What you will do: Which lines in the rows below contain the string "daisy"? Show each of them, copied in full.

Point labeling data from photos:
───

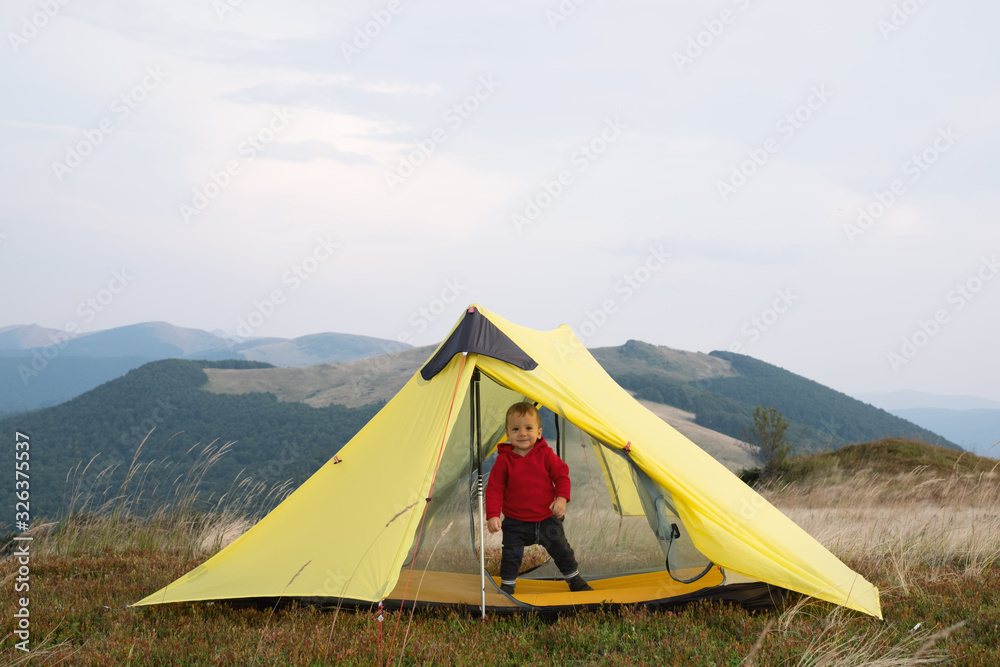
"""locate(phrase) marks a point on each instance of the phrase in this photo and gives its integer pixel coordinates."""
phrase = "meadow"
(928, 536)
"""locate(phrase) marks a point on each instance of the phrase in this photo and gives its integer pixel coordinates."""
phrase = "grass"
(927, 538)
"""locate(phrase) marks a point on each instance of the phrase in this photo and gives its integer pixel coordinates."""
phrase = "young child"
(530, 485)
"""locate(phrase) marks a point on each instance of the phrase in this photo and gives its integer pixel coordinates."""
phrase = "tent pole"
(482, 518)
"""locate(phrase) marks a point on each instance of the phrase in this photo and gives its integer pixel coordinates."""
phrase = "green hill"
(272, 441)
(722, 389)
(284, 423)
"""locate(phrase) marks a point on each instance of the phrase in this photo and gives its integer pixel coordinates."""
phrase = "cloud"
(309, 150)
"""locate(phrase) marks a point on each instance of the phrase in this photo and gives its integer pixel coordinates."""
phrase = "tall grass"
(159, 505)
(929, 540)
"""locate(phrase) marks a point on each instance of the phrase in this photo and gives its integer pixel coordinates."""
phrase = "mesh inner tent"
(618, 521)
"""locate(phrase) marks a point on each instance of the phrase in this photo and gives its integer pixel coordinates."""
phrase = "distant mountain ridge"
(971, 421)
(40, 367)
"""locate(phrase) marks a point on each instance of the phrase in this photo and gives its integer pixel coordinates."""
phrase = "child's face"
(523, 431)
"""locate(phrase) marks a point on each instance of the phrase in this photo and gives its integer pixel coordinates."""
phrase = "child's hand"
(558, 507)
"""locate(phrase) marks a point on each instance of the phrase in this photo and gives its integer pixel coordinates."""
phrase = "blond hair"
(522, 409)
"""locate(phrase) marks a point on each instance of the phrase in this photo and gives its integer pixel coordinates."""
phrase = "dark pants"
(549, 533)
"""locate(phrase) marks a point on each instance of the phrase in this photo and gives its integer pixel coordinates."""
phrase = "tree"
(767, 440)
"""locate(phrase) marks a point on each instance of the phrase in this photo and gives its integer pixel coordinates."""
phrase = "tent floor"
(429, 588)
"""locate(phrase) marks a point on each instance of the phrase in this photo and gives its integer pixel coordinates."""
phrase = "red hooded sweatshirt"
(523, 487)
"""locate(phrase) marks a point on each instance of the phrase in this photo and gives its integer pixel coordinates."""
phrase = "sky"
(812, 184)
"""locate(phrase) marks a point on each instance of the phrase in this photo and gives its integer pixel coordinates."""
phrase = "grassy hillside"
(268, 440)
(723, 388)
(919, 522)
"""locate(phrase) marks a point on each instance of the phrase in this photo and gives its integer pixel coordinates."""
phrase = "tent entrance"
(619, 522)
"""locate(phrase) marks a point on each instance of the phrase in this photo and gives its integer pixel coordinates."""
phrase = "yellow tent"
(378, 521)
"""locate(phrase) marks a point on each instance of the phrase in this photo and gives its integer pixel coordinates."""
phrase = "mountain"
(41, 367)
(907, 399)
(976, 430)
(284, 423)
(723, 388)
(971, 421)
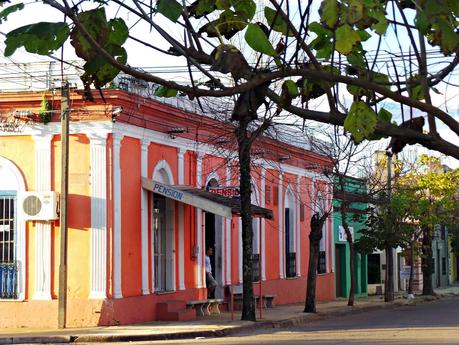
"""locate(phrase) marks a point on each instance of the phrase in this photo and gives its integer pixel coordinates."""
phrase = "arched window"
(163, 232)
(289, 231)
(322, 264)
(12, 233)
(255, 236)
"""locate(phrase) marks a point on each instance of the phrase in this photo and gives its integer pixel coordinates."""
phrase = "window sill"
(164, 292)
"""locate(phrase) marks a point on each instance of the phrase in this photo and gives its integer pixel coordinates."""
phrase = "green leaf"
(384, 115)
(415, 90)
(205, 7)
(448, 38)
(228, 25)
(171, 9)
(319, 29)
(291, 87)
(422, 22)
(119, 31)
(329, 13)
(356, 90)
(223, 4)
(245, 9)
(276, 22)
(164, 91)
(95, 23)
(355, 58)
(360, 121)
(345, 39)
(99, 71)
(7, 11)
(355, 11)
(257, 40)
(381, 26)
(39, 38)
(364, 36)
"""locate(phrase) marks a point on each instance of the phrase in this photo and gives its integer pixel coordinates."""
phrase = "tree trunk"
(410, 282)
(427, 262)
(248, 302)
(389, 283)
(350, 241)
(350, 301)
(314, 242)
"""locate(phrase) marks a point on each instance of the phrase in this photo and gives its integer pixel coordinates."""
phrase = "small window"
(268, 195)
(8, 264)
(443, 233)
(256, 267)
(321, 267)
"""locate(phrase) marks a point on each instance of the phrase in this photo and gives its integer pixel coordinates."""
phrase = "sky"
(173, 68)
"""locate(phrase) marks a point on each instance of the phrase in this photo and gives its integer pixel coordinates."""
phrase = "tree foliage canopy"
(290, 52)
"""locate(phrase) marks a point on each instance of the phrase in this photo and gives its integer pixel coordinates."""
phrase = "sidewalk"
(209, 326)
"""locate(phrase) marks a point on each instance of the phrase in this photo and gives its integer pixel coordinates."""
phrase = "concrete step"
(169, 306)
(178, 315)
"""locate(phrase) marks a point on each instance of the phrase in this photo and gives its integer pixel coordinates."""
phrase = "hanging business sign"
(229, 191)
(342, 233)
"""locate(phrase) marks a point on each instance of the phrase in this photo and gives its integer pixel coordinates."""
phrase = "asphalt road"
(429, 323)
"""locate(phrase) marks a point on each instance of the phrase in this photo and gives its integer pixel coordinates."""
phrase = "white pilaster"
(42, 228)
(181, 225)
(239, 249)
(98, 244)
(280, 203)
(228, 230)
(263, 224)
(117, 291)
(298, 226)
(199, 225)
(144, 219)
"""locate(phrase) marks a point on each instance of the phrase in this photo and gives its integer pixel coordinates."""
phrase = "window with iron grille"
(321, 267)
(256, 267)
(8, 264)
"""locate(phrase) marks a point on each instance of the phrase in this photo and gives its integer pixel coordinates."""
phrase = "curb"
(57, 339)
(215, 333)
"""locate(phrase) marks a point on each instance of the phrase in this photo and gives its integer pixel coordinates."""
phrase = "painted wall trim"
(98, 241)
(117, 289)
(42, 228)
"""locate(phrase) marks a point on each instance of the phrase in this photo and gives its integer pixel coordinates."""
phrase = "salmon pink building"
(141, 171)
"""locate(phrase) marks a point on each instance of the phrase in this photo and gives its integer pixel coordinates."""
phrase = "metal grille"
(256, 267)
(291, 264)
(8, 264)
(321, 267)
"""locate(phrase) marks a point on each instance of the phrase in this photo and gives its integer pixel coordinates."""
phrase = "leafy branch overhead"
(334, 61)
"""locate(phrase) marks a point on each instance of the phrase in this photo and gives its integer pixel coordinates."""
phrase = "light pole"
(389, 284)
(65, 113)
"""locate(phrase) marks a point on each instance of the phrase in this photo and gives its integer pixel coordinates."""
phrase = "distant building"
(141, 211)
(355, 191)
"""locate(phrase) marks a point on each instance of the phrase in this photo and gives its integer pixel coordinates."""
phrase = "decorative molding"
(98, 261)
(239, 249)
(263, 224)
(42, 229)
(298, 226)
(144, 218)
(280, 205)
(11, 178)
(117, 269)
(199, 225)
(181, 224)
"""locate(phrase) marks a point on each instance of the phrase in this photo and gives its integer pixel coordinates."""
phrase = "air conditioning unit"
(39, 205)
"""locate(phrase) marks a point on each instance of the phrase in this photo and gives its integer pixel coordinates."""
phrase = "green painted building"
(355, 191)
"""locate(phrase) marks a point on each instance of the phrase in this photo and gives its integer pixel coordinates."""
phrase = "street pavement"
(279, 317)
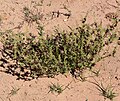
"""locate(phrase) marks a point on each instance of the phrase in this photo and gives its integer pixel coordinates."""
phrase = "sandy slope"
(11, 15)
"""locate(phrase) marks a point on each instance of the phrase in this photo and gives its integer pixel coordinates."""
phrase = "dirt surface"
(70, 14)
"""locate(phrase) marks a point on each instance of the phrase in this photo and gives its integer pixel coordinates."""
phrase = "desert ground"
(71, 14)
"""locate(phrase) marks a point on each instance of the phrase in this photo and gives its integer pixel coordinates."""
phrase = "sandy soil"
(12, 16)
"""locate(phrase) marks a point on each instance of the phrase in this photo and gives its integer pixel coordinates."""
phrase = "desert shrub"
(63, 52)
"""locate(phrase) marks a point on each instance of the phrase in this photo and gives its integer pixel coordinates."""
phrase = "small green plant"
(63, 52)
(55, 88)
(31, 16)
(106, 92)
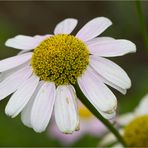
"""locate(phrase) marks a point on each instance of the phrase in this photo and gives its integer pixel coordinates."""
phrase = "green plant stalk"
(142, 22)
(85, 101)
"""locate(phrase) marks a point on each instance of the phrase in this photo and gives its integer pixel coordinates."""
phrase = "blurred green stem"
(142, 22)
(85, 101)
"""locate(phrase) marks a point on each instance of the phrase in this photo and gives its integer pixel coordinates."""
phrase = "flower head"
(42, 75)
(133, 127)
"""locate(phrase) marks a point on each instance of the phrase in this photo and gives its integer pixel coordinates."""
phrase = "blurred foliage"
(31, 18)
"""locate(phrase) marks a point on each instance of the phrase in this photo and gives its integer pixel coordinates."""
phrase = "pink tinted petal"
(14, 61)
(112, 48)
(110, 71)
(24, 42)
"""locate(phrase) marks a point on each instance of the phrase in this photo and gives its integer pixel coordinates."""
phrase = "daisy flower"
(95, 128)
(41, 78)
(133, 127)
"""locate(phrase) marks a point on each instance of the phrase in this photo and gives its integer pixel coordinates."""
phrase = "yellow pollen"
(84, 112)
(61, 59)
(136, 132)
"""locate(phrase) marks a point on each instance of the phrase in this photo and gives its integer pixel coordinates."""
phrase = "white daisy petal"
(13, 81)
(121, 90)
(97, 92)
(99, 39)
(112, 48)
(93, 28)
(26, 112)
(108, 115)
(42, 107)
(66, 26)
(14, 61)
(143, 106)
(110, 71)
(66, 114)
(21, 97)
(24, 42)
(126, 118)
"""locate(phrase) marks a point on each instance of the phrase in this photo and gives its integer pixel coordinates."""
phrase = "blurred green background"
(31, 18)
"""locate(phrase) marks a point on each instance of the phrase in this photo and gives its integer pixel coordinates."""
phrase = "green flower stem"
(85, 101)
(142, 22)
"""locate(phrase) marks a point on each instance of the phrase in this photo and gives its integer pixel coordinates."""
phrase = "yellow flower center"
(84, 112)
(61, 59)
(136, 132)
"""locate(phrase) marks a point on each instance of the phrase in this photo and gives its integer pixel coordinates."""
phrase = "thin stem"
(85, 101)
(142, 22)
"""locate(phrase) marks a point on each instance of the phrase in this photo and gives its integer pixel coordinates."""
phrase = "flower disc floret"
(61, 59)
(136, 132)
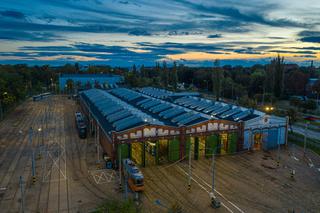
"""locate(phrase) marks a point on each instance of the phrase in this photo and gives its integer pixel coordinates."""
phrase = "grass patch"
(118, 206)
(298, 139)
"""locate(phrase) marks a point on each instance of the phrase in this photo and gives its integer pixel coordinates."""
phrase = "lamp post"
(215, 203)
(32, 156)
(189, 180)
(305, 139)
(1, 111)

───

Task result:
phrase = "daisy flower"
phrase = "white daisy petal"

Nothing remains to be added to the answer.